*Written problem 1:*
From the article on India and the Post-2015 development agenda, copy word for word the portion running from "Ambassador Asoke Kumar" to "of all countries.".
*Written problem 2:*
According to the article on India and the Post-2015 development agenda, by what year does India plan to generate 100GW of energy through solar power?

** Begin Passage given **

'Human rights issues continue to be exploited selectively, more often for narrow short-term political ends,' Modi tells Ban.
Prime Minister Narendra Modi will be one of the world leaders addressing the summit to adopt the Post-2015 development agenda, to be held September 25 to 28, as part of the 70th United Nations General Assembly.
Ambassador Asoke Kumar Mukerji, India's Permanent Representative to the UN, said that unlike in the case of the Millennium Development Goals, this new agenda called for a bottom-up approach, with inputs being sought from members of civil society, academics, students, corporations and media.
"India seeks a time-bound way to meet the SDGs (Sustainable Development Goals). The focus will be on implementing SDGs, not on what they mean," Ambassador Mukerji told the media at the Indian Permanent Mission in New York, September 17.
The goals address such fundamental issues as working towards ending hunger, improving health, sustaining the planet, and ensuring peace, relying on the participation of all countries.
Ambassador Mukerji pointed out that India has set its own internal goals -- by October 2, 2019 to have seven million toilets to ensure better sanitation, and to ensure potable water for all, and by 2022 to generate 100GW of energy through solar power.
India's agenda for the 70th General Assembly include reform of the UN Security Council (possibly to include more the five permanent members), addressing the post-2015 agenda, ensuring international security, confirming its commitment to peacekeeping operations with the consent of all parties and avoiding attack except in defence, and its resolve to fight terrorism. It will also focus on human rights, and seek a calculated reduction in nuclear weapons over time.

** End Passage given **
** Begin Stored data **

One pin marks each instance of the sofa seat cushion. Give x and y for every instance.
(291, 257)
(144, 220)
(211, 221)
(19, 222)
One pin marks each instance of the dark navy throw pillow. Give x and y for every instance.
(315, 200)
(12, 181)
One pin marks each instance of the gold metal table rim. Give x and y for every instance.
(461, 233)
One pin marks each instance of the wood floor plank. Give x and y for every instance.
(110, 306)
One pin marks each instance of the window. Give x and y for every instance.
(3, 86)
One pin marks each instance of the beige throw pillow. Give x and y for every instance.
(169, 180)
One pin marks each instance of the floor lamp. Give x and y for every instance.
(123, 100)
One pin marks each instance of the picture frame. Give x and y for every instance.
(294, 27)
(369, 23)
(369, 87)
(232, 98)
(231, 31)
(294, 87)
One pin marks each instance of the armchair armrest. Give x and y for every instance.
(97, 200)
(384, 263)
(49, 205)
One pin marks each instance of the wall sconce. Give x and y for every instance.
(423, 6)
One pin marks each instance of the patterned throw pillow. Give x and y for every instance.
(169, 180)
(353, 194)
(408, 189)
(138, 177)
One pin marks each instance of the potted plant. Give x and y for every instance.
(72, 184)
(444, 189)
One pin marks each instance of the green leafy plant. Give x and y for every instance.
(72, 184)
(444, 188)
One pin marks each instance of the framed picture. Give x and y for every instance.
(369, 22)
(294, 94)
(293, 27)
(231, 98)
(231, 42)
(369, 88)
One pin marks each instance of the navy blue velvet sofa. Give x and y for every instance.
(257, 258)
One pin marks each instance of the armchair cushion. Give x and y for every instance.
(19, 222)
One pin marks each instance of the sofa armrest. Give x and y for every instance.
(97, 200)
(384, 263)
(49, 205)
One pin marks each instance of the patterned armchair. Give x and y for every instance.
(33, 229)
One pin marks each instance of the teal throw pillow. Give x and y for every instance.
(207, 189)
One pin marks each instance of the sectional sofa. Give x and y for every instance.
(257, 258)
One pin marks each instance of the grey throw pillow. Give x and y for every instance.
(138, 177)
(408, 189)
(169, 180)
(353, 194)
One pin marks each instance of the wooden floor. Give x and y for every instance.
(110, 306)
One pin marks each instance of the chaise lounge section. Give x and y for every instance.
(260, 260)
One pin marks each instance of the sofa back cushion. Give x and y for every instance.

** End Stored data **
** Begin Stored data **

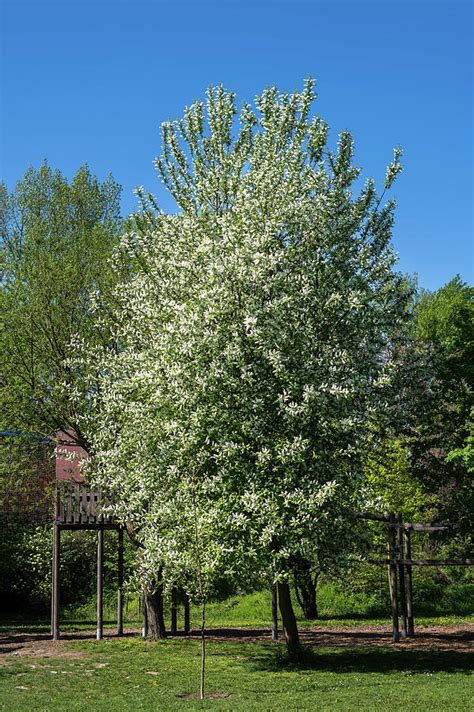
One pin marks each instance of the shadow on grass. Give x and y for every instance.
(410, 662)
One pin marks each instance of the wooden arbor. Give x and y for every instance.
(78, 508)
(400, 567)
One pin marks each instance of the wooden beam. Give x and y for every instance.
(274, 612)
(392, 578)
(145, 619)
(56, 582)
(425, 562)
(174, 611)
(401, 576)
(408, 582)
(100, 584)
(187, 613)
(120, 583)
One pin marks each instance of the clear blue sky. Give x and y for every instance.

** End Stored data **

*Finished answer 1:*
Ambassador Asoke Kumar Mukerji, India's Permanent Representative to the UN, said that unlike in the case of the Millennium Development Goals, this new agenda called for a bottom-up approach, with inputs being sought from members of civil society, academics, students, corporations and media.
"India seeks a time-bound way to meet the SDGs (Sustainable Development Goals). The focus will be on implementing SDGs, not on what they mean," Ambassador Mukerji told the media at the Indian Permanent Mission in New York, September 17.
The goals address such fundamental issues as working towards ending hunger, improving health, sustaining the planet, and ensuring peace, relying on the participation of all countries.

*Finished answer 2:*
2022